* _What you will do_:
Please pick out and copy every line of the items below that contains the word "face". Case counts.
═════ Task input ═════
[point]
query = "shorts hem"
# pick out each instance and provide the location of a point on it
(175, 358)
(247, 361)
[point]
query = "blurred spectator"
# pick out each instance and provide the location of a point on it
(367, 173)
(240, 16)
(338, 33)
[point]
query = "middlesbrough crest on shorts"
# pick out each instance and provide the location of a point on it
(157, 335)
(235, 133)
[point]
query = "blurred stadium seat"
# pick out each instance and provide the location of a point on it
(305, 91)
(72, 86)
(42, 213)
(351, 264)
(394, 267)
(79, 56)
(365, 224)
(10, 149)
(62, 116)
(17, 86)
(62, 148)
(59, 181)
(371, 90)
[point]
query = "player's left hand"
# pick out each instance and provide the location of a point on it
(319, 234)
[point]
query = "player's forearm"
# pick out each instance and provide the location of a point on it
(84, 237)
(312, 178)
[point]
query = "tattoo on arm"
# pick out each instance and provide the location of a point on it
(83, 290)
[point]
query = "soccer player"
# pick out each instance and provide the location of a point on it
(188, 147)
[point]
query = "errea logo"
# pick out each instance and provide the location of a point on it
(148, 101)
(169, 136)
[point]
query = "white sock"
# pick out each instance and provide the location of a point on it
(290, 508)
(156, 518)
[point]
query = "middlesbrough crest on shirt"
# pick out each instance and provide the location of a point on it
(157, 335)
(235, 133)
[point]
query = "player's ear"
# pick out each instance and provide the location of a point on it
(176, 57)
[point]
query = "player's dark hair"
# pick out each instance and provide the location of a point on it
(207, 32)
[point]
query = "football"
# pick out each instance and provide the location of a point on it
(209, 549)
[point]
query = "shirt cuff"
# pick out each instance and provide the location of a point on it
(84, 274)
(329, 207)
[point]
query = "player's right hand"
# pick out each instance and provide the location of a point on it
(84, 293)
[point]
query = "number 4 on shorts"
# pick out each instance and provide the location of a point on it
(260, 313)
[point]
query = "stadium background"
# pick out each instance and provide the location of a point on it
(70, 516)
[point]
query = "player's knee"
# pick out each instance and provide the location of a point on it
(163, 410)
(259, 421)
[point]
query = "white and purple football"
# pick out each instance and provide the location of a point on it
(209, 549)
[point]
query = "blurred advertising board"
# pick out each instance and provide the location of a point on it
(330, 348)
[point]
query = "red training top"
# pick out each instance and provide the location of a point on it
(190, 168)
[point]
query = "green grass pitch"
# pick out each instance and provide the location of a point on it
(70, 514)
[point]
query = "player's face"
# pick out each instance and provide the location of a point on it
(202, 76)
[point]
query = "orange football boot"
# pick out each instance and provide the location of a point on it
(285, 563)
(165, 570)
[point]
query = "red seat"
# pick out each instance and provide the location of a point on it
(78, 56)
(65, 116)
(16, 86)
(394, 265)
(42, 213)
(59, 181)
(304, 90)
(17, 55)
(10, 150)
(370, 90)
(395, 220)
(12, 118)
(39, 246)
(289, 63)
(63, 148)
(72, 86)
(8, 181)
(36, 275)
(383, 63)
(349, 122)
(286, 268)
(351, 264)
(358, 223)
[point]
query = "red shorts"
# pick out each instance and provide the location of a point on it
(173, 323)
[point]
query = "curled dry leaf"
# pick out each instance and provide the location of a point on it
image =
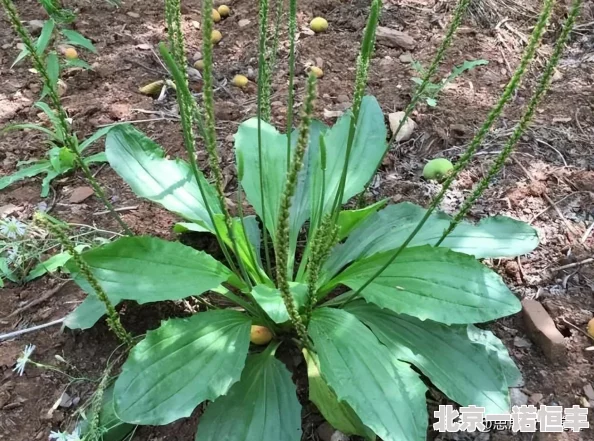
(407, 128)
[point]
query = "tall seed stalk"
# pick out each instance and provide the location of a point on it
(189, 112)
(263, 15)
(283, 232)
(291, 93)
(210, 130)
(113, 318)
(70, 139)
(459, 12)
(360, 83)
(522, 125)
(476, 141)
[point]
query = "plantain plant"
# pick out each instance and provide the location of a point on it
(372, 293)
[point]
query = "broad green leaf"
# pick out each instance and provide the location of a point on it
(181, 364)
(367, 151)
(52, 64)
(387, 395)
(112, 427)
(184, 227)
(274, 170)
(339, 414)
(263, 405)
(148, 269)
(459, 360)
(432, 283)
(247, 253)
(271, 302)
(349, 220)
(42, 166)
(44, 37)
(389, 228)
(170, 183)
(76, 39)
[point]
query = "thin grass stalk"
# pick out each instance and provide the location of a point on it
(522, 125)
(283, 232)
(270, 62)
(71, 141)
(459, 12)
(360, 83)
(291, 97)
(113, 318)
(263, 13)
(476, 141)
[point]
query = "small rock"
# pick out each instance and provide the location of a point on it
(327, 433)
(542, 329)
(329, 114)
(193, 74)
(406, 58)
(35, 26)
(343, 99)
(7, 210)
(520, 342)
(80, 194)
(393, 38)
(407, 128)
(517, 397)
(65, 401)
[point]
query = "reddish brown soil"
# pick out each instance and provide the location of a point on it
(558, 153)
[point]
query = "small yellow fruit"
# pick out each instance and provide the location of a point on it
(199, 64)
(216, 36)
(318, 24)
(437, 169)
(260, 335)
(224, 11)
(239, 81)
(70, 53)
(319, 73)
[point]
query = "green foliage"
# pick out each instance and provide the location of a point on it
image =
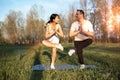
(17, 62)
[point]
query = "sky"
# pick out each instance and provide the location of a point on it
(48, 6)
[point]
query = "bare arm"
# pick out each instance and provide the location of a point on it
(60, 32)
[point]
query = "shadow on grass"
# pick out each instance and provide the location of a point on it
(37, 74)
(71, 60)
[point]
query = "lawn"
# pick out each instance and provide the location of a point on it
(16, 62)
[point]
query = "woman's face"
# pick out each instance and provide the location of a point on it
(56, 20)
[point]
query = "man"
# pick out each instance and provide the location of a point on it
(82, 31)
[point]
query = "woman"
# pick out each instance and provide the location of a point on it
(53, 31)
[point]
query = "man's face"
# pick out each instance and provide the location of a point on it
(78, 15)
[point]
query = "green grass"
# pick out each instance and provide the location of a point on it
(16, 63)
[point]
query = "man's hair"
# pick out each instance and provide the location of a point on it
(81, 11)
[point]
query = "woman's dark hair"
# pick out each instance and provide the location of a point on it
(53, 16)
(81, 11)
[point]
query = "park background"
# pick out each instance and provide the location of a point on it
(21, 33)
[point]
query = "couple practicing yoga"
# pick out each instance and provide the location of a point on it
(81, 30)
═════
* _Solution to this exercise_:
query = "player's face"
query = "woman's face"
query = "man's face"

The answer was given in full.